── Entries shown

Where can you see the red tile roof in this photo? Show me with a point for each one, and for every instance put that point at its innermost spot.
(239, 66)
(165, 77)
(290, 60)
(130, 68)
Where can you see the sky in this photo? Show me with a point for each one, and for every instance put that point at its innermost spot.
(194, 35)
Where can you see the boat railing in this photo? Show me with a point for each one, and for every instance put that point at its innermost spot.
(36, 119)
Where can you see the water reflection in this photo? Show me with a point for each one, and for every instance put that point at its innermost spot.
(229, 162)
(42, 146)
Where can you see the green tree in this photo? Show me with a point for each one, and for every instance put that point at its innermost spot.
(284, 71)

────
── Entries shown

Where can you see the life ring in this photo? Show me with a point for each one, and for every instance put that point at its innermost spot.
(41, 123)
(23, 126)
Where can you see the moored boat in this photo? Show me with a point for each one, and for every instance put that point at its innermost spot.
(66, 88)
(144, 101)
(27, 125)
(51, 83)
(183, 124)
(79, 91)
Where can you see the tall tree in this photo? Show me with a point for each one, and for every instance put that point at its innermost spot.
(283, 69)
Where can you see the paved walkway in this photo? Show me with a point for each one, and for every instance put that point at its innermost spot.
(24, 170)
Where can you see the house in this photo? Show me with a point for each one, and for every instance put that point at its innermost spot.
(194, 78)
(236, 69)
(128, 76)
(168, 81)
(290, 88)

────
── Entries shown

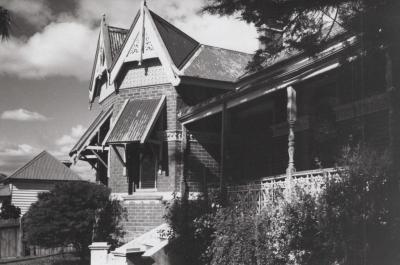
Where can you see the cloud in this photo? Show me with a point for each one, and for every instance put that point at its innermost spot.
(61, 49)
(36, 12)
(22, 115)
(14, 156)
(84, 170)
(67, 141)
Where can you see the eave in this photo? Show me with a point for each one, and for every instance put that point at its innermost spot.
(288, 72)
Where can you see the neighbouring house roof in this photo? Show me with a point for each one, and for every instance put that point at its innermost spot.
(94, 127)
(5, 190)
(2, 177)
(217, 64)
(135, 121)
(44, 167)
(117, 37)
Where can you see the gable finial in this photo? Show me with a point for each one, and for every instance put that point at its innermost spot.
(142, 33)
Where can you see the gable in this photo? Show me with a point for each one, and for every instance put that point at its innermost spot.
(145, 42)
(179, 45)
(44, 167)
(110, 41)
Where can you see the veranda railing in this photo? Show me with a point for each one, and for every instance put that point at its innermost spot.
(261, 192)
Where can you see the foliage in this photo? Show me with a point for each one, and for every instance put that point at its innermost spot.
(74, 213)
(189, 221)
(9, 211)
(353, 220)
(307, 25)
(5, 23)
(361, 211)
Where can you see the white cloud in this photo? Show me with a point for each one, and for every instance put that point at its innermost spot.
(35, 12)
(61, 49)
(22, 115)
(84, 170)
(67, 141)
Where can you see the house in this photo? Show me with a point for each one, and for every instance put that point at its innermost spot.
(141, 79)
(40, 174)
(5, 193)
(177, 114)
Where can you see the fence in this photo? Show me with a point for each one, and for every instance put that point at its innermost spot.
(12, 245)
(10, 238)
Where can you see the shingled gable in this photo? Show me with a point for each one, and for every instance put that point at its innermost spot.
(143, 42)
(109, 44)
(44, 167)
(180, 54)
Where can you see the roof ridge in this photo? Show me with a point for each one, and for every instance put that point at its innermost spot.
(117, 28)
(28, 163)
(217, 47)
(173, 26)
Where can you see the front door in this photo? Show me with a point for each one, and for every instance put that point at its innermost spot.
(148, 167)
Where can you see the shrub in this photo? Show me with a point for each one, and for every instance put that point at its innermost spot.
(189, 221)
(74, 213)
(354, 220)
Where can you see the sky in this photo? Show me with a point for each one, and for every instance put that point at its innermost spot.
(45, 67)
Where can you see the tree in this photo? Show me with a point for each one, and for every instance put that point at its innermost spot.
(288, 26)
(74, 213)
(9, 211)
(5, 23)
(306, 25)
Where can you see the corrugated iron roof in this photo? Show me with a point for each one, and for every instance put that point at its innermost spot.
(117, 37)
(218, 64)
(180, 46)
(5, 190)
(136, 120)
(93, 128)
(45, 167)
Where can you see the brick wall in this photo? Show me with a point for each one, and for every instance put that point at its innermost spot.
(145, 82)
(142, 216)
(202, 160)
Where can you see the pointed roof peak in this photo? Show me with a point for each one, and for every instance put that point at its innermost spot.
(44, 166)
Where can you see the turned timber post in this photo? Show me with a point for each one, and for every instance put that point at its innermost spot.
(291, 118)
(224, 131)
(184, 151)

────

### Exercise instructions
Which lines of the data above contain the word "cloud" with the same capitalization? Copy each of those lines in full.

### Output for this exercise
Where can you see the cloud in this photo? Show me with a point for each one, and for every instance put that point at its innermost spot.
Where can you see the white cloud in this photo? Show me with a point for each one, and for every instance put that point at its innermost spot.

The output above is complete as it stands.